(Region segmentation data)
########################################

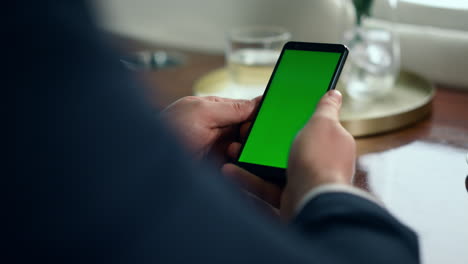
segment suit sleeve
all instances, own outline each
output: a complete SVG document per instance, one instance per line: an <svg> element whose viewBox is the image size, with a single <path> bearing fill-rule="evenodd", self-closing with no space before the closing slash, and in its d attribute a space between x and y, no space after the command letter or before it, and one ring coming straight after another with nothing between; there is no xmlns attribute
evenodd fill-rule
<svg viewBox="0 0 468 264"><path fill-rule="evenodd" d="M3 183L16 263L417 263L414 235L359 197L320 195L293 227L259 215L190 162L84 2L20 2L5 54L15 173Z"/></svg>
<svg viewBox="0 0 468 264"><path fill-rule="evenodd" d="M320 194L305 204L294 224L322 245L339 249L343 263L419 262L416 234L362 196Z"/></svg>

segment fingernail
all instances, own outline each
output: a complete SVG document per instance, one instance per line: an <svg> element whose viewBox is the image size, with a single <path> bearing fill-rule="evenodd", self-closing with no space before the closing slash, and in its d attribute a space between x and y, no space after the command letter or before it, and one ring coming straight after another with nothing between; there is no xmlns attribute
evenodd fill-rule
<svg viewBox="0 0 468 264"><path fill-rule="evenodd" d="M342 98L342 95L340 93L340 91L338 90L331 90L328 92L328 95L333 97L335 100L337 100L338 102L341 102L341 98Z"/></svg>

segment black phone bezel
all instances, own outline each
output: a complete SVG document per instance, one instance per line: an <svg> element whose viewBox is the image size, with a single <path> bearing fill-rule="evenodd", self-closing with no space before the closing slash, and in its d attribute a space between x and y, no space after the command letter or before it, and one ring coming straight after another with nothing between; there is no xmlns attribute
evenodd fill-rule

########################################

- _PROBLEM STATEMENT_
Rewrite all of the items above with "own outline each" changed to "separate outline for each" and nothing else altered. Omit the pictures.

- _PROBLEM SOLUTION_
segment suit sleeve
all instances, separate outline for each
output: a complete SVG document per instance, one instance per line: an <svg> element whose viewBox is the image size, with a single <path> bearing fill-rule="evenodd", self-closing with no space before the closing slash, and in its d attribute a space between x and y, no space after the command letter or before it, and one ring coming straight after another with nothing between; there is no xmlns attribute
evenodd fill-rule
<svg viewBox="0 0 468 264"><path fill-rule="evenodd" d="M3 183L16 263L417 263L414 235L359 197L320 195L293 227L259 215L190 162L84 2L20 2L5 54L15 173Z"/></svg>
<svg viewBox="0 0 468 264"><path fill-rule="evenodd" d="M320 194L305 204L294 224L322 245L339 249L343 263L419 262L416 234L362 196Z"/></svg>

segment fingernail
all instances, separate outline for each
output: a complete SVG document per instance, one instance per line: an <svg> element whose viewBox is the image size, with a single <path> bearing fill-rule="evenodd", self-closing with no space before the closing slash, and in its d attribute a space between x and y, no space after the command letter or before it, and one ring coming straight after another with nothing between; there is no xmlns attribute
evenodd fill-rule
<svg viewBox="0 0 468 264"><path fill-rule="evenodd" d="M342 98L342 95L340 93L340 91L338 90L331 90L328 92L328 95L333 97L335 100L337 100L338 102L341 102L341 98Z"/></svg>

segment black phone bezel
all instances, separate outline for each
output: a complete SVG document per instance, one instance per line: an <svg> element whose viewBox is the image size, with a single <path> bearing fill-rule="evenodd", self-closing with no space before the closing slash, and in its d attribute a space between x and y, no space after the command letter or before it, and one ring coming straight after another with nothing between; there is no xmlns attribute
evenodd fill-rule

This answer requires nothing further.